▶ **REQUIRED TASKS**
1 - In the forum thread on Lua regex parsing below, list each distinct name written with a period inside it, such as a dotted function name or a file name.
2 - Reproduce the stretch of the forum thread on Lua regex parsing from "string.gsub is a" through "touched at all)", word for word.

Closed desb42 closed 4 years ago
When I say regex, I did not realise that there were (at least two) expression parsers (lua and PHP)
string.gsub
is a lua version of 'regex' - as it happens, it looks like it is a byte oriented parser (it does not know, or care about utf-8)
ustring.gsub
on the other hand does
When I say regex, I did not realise that there were (at least two) expression parsers (lua and PHP)
string.gsub is a lua version of 'regex' - as it happens, it looks like it is a byte oriented parser (it does not know, or care about utf-8)
ustring.gsub on the other hand does
Yup, good point :+1:
Just to add a detail to it.
Not sure what's going on above, but figure it's probably related to the LUAJ-AS-PHP regex engine
From what I can see in Match_state.java line 112
repl = LuaValue.valueOf(src.Substring(src_pos, str_end)); // keep original text
there is an attempt to build a utf-8 string and then to deserialise it again However there is only one byte involved In this case it should effectively be a single byte transferred (that is, not touched at all)

▶ **DATA SHOWN**
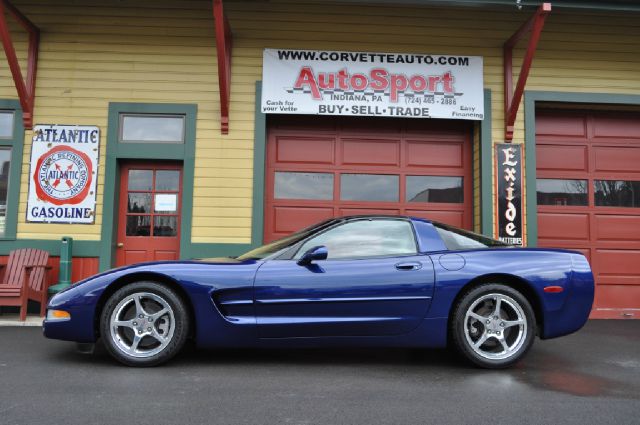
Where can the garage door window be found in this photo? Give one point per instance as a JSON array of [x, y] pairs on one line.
[[366, 238], [312, 186], [617, 193], [152, 128], [369, 187], [434, 189], [562, 192]]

▶ **EXERCISE ANSWERS**
1 -
string.gsub
ustring.gsub
Match_state.java
LuaValue.valueOf
src.Substring

2 -
string.gsub is a lua version of 'regex' - as it happens, it looks like it is a byte oriented parser (it does not know, or care about utf-8)
ustring.gsub on the other hand does
Yup, good point :+1:
Just to add a detail to it.
Not sure what's going on above, but figure it's probably related to the LUAJ-AS-PHP regex engine
From what I can see in Match_state.java line 112
repl = LuaValue.valueOf(src.Substring(src_pos, str_end)); // keep original text
there is an attempt to build a utf-8 string and then to deserialise it again However there is only one byte involved In this case it should effectively be a single byte transferred (that is, not touched at all)